▶ **Aim of the exercise**:
Return exactly the span of lines that opens with the line containing "Could you point to the tactical" and closes with the last line of the data, inclusive.

-------- Exercise inputs

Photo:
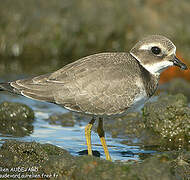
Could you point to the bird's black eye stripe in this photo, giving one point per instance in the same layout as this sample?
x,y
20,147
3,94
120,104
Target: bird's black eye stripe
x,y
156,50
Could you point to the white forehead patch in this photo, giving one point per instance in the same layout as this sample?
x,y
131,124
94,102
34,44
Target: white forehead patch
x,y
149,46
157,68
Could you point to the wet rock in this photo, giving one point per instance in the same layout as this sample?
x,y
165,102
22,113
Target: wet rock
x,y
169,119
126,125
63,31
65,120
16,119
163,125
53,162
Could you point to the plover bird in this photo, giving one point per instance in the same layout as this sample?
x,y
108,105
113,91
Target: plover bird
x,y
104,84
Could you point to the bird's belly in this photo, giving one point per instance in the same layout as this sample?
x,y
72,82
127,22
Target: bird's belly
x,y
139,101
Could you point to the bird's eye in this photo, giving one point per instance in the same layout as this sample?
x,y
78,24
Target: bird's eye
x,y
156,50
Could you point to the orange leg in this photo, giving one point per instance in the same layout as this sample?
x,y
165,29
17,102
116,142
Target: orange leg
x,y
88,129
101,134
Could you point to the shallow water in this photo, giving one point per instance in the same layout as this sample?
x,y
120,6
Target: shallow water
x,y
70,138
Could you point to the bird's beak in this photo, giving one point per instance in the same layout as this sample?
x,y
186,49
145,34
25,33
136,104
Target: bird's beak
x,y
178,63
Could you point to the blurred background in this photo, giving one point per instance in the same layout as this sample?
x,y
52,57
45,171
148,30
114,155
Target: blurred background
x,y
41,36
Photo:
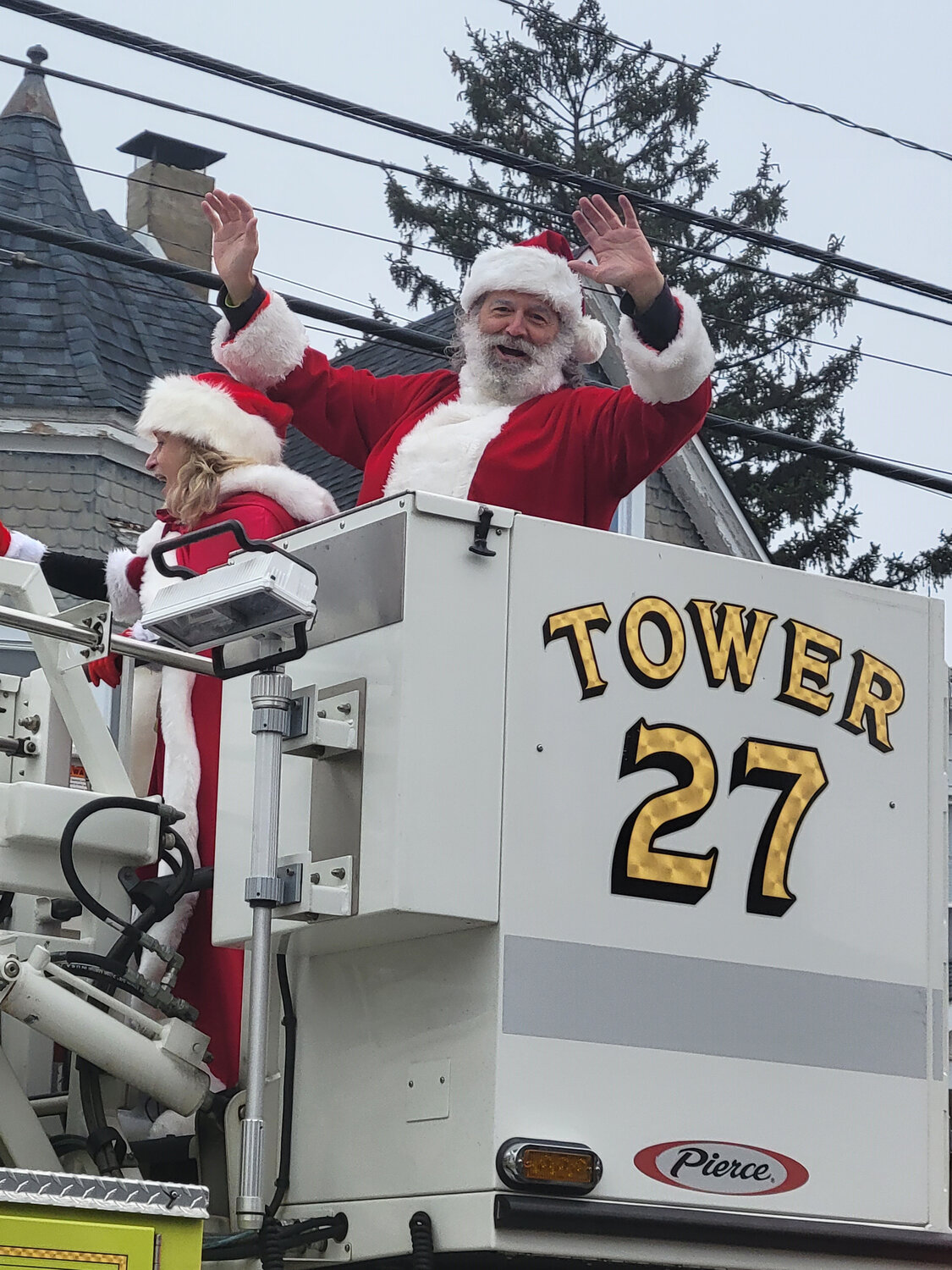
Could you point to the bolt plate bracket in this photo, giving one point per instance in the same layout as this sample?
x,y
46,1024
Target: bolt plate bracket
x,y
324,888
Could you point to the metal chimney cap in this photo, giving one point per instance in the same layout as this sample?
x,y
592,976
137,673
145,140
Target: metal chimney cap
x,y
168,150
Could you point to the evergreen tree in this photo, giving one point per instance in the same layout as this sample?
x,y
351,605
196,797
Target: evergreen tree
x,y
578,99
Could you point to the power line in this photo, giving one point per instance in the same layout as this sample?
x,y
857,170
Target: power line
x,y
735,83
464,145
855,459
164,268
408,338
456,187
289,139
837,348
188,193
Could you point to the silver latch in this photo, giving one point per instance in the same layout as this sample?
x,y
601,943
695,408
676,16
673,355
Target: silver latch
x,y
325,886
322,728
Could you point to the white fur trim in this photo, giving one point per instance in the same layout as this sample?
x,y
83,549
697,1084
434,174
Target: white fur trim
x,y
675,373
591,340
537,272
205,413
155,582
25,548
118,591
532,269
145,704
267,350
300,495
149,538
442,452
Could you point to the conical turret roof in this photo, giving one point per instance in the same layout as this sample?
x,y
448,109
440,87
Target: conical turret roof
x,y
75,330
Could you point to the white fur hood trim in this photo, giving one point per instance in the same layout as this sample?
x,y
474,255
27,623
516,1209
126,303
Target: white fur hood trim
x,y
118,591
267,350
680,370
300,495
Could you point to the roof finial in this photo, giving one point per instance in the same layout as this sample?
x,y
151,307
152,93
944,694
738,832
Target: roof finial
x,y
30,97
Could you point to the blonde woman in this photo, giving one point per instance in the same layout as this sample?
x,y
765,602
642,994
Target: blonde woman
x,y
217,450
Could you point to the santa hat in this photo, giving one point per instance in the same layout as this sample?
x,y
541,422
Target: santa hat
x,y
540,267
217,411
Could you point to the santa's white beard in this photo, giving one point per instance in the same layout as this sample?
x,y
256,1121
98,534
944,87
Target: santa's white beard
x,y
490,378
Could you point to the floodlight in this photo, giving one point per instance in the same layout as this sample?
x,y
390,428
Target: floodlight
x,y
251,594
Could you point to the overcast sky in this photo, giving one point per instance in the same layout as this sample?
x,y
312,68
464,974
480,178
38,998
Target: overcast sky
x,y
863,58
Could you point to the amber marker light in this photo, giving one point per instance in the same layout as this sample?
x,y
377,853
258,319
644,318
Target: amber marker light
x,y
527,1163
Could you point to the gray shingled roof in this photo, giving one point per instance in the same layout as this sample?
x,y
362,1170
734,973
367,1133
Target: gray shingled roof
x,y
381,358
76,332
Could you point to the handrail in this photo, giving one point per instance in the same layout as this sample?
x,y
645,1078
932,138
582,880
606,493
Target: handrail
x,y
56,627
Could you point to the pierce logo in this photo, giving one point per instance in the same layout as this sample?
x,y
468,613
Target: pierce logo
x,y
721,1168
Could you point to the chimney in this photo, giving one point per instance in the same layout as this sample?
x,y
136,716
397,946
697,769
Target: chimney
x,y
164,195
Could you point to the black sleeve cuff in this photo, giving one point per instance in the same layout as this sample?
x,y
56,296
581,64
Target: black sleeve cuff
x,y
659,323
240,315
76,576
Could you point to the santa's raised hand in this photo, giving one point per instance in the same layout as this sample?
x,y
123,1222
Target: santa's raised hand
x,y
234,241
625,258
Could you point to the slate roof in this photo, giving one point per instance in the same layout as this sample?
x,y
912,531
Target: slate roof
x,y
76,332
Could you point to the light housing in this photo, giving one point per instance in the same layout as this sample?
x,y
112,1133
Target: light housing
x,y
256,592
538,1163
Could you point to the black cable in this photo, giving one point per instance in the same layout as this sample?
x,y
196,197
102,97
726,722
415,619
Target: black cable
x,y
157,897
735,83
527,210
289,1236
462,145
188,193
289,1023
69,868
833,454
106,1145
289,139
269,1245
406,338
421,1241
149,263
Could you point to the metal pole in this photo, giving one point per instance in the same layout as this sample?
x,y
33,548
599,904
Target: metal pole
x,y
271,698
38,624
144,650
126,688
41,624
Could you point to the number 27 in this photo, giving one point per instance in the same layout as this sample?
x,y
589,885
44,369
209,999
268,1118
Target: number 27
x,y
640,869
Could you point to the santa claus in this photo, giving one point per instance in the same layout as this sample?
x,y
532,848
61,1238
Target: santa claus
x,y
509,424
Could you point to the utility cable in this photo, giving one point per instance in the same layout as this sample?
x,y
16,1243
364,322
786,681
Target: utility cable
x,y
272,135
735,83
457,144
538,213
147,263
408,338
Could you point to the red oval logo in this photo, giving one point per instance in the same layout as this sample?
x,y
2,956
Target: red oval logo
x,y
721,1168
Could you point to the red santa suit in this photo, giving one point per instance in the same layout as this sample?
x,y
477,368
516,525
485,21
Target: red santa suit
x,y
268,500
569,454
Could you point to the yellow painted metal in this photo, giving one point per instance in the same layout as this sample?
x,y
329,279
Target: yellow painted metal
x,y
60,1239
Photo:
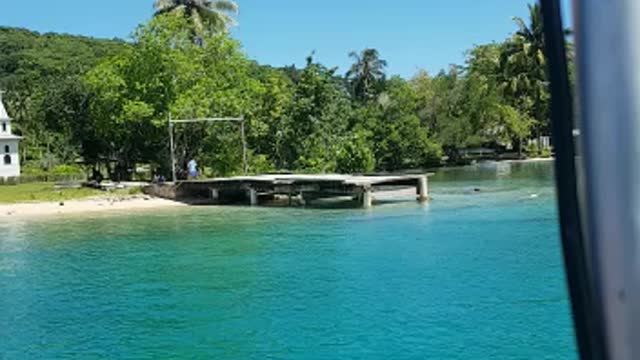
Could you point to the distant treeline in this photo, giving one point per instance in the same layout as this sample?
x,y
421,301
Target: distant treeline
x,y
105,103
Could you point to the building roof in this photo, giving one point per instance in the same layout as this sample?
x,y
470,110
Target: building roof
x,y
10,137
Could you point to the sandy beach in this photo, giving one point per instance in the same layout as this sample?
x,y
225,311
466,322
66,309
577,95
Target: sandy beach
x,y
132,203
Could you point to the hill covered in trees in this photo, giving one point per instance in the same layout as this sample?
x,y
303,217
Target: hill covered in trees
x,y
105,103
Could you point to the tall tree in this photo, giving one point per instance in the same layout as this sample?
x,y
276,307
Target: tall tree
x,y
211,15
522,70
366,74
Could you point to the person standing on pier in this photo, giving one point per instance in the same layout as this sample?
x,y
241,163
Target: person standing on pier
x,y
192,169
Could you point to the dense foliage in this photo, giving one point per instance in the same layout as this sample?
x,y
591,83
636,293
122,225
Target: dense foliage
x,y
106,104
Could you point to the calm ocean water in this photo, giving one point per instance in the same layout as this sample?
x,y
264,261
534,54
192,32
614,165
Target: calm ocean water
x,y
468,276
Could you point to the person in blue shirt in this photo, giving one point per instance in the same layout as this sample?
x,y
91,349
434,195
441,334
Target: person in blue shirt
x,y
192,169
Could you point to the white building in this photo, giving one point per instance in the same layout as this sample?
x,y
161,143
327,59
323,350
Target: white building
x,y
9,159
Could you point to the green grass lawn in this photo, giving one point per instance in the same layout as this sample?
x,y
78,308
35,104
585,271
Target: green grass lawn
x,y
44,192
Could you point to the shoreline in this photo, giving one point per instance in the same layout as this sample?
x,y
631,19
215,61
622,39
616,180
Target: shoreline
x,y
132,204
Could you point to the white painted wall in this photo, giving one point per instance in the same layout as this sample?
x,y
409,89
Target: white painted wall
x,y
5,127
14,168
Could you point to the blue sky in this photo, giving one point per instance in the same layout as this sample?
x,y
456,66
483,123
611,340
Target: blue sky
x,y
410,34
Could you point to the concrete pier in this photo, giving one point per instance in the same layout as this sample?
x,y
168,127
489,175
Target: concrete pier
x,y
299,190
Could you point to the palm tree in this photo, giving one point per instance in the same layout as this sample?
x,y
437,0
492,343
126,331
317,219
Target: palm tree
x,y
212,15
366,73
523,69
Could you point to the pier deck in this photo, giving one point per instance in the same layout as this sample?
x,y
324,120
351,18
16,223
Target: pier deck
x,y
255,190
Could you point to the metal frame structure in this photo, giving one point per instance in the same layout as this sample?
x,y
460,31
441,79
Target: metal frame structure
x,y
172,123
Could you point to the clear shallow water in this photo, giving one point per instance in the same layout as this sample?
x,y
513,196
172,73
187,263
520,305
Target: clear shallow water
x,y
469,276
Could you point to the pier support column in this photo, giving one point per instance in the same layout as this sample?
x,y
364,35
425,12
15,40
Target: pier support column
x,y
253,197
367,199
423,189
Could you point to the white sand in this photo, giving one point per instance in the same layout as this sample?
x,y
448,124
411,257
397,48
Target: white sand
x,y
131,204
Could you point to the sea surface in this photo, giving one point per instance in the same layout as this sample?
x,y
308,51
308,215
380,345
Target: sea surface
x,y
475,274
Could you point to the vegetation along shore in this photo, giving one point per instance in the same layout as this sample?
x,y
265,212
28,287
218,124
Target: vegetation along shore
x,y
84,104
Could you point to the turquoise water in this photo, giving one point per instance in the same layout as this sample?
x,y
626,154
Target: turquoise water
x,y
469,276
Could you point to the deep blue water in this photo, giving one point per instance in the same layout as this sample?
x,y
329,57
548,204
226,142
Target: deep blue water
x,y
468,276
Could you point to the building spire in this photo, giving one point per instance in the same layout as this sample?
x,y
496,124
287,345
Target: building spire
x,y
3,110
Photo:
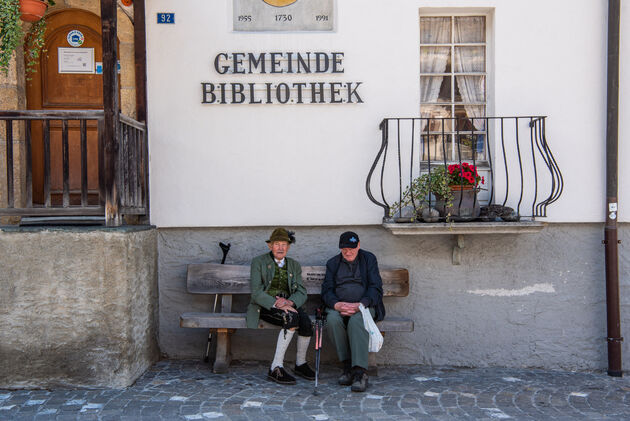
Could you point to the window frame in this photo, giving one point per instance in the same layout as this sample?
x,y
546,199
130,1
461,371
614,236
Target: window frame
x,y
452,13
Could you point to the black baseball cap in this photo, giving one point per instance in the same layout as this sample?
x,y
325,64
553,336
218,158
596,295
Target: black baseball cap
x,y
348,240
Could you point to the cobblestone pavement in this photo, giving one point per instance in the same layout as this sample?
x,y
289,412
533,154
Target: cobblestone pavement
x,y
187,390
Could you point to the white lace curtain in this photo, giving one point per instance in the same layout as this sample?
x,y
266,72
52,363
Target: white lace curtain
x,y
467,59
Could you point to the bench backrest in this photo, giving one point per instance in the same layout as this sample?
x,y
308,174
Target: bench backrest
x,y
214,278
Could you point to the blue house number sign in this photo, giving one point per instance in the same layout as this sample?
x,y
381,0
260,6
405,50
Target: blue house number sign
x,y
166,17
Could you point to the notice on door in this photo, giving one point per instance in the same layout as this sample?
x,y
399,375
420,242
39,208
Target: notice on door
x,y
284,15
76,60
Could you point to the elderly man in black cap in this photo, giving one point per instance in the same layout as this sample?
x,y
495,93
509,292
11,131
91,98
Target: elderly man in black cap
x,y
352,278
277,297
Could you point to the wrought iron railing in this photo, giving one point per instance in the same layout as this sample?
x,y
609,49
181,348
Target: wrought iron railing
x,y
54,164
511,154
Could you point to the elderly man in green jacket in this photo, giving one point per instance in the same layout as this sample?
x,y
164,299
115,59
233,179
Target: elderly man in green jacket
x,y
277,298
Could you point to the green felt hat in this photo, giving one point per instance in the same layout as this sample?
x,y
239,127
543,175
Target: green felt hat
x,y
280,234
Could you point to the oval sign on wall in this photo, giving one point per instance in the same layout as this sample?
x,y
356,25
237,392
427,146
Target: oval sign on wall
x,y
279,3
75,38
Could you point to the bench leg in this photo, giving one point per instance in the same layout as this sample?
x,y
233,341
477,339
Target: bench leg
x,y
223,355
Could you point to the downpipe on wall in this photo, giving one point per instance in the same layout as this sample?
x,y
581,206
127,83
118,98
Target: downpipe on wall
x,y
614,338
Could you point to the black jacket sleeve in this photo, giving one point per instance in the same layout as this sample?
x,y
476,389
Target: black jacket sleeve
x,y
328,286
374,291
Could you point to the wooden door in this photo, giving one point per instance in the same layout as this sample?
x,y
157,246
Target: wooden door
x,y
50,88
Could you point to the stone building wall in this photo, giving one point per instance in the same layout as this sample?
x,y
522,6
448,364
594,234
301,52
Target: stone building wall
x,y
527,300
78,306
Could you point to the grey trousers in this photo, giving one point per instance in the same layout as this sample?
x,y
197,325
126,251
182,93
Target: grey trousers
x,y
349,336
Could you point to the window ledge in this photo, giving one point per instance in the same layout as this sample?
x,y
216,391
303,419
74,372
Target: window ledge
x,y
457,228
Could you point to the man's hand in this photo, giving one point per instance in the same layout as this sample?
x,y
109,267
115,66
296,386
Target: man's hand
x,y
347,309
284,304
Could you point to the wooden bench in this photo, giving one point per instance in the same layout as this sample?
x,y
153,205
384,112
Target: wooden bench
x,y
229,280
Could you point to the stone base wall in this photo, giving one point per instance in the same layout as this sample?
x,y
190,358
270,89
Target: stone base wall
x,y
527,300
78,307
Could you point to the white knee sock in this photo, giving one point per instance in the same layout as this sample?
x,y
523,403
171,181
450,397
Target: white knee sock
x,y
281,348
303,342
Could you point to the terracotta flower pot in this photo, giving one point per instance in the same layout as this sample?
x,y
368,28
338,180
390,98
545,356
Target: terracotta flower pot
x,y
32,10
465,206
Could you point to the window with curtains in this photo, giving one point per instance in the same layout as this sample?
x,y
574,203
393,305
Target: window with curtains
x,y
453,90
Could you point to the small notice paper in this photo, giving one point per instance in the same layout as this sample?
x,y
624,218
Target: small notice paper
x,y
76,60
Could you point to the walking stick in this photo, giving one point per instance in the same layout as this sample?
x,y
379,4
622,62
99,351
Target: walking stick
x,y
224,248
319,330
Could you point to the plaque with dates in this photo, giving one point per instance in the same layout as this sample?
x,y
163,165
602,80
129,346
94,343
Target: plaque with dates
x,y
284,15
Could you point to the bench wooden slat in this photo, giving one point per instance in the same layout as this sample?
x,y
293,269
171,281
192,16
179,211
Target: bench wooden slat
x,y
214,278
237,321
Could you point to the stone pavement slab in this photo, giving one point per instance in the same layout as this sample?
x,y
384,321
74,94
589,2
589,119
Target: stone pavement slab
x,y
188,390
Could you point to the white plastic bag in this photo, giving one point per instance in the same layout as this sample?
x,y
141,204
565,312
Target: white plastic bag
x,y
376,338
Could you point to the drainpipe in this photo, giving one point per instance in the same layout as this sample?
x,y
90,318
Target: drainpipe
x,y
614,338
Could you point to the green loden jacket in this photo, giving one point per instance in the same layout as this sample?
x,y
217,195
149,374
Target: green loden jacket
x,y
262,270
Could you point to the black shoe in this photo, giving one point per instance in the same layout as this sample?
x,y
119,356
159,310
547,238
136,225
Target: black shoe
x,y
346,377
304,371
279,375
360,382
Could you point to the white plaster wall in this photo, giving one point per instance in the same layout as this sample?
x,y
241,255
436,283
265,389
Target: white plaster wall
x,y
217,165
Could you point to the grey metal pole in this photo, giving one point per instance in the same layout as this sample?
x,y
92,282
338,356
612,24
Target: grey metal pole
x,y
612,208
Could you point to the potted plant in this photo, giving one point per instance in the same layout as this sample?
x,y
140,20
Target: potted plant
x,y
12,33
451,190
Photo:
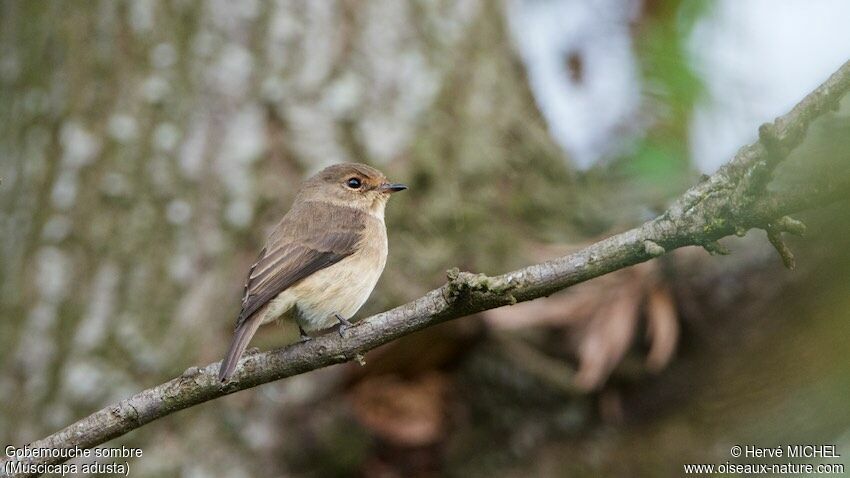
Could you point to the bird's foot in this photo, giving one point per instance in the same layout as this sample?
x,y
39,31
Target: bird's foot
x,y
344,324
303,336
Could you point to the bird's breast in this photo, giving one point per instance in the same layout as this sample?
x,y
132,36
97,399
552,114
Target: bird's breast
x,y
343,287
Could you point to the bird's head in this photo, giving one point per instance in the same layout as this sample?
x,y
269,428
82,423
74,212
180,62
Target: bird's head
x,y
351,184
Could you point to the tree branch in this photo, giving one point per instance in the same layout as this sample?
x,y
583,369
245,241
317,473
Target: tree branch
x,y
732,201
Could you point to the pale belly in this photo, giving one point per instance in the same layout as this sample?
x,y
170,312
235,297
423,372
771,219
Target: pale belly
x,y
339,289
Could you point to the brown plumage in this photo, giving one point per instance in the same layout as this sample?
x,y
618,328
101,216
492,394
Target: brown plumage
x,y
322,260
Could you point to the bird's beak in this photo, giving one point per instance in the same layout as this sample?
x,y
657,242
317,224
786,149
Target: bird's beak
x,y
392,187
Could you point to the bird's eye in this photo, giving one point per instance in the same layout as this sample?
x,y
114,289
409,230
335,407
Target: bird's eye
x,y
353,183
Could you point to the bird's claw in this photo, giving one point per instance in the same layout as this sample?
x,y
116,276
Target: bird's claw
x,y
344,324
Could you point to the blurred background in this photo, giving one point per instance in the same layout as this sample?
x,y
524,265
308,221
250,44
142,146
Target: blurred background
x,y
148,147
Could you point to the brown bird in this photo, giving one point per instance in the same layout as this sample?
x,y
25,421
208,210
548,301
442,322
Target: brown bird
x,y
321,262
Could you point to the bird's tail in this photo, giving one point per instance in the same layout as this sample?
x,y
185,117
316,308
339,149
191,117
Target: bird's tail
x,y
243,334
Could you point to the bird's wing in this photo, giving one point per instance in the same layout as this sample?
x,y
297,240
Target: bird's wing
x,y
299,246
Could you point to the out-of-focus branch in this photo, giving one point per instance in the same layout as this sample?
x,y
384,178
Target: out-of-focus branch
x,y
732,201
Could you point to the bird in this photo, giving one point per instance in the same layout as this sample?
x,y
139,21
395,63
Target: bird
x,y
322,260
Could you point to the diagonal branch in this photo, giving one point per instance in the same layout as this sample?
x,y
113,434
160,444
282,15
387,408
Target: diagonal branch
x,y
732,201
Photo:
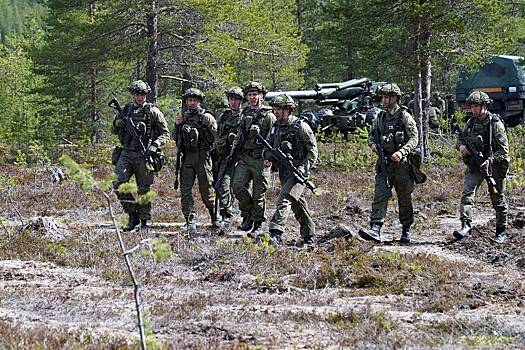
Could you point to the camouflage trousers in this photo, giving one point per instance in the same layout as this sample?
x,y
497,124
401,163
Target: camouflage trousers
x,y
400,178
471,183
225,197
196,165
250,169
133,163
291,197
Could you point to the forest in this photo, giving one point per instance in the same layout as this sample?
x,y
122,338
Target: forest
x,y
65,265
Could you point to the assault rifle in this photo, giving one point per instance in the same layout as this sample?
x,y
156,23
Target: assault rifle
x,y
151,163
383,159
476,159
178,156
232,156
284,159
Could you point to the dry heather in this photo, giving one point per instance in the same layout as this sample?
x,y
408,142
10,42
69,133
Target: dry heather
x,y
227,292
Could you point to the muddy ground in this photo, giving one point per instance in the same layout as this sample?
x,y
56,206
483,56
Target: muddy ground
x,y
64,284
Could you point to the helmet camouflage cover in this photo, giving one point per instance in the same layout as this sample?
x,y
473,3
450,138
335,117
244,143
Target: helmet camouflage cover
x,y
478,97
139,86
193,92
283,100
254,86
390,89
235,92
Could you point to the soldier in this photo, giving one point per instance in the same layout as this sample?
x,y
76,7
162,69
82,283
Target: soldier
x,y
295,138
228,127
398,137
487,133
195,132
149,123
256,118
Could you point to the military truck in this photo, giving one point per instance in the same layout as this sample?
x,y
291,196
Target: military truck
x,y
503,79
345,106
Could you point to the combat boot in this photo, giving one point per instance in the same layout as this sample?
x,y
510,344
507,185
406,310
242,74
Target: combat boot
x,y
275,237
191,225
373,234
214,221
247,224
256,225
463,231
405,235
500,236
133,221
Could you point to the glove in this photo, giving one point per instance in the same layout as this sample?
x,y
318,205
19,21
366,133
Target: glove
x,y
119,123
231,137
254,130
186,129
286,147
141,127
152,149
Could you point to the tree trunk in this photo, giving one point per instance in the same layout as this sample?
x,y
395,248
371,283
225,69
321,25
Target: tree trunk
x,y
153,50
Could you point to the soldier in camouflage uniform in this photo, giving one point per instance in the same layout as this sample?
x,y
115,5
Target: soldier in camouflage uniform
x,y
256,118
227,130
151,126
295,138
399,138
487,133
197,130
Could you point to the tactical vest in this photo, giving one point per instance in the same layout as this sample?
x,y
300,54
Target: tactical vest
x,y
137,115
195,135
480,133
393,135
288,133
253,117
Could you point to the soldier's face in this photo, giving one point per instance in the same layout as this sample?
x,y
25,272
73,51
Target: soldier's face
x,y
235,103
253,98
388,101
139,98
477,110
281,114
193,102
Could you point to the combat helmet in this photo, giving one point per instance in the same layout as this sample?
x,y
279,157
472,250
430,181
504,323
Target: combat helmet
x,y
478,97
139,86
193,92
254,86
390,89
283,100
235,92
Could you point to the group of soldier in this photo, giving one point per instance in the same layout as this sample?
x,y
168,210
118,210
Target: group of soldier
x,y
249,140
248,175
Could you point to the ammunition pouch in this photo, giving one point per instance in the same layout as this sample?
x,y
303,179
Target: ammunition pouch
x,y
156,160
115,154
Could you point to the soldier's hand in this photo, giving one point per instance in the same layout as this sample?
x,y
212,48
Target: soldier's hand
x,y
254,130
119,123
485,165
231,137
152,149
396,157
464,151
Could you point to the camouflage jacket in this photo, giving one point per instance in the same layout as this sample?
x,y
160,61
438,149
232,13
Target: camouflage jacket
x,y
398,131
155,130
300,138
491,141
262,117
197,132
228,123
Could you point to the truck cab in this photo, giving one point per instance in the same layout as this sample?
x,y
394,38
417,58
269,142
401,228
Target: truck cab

----------------

▶ **The completed task**:
Could you point to the tactical vest in this photo, giving one point per instance in the same layout as this sample?
x,y
300,54
Target: tactical vest
x,y
137,115
195,135
480,133
393,135
288,133
253,117
Could you point to the soldier's face in this photo, giving one point per instance in the same layout as this sample?
x,y
25,272
73,51
Target: soldier's face
x,y
235,103
253,98
388,101
139,98
477,110
281,114
193,102
Could you point to the combat helmet in this photo, giving one point per instance in the same layout as this sample?
x,y
279,157
472,250
430,181
504,323
Target: combat helmet
x,y
478,97
139,86
193,92
254,86
390,89
283,100
235,92
Could you point to the group of soldier in this photo, giving one point per instance in the same layout as this sample?
x,y
168,210
118,210
Target: group of soldier
x,y
249,140
248,175
Could you point to the ammunition pouch in this photo, giving one point per instance in the same layout as this sample?
x,y
303,179
Target: ammunition pouch
x,y
156,160
115,154
Could you point to the soldier's hand in this photo, giving one point per instance in the same layout as this sample?
x,y
212,48
Target: soldier's hand
x,y
254,130
119,123
485,165
231,137
152,149
396,157
464,151
Could you point to the camouflage jacket in this photo, giving one point per instance in the same layout as this sample?
x,y
160,61
438,149
232,13
Target: camouflage jacket
x,y
398,131
155,130
300,138
491,141
262,117
197,132
228,123
Could you point to the truck cab in this photo, giving one point per instance in the same layout as this sample?
x,y
394,38
417,58
269,142
401,228
Target: truck cab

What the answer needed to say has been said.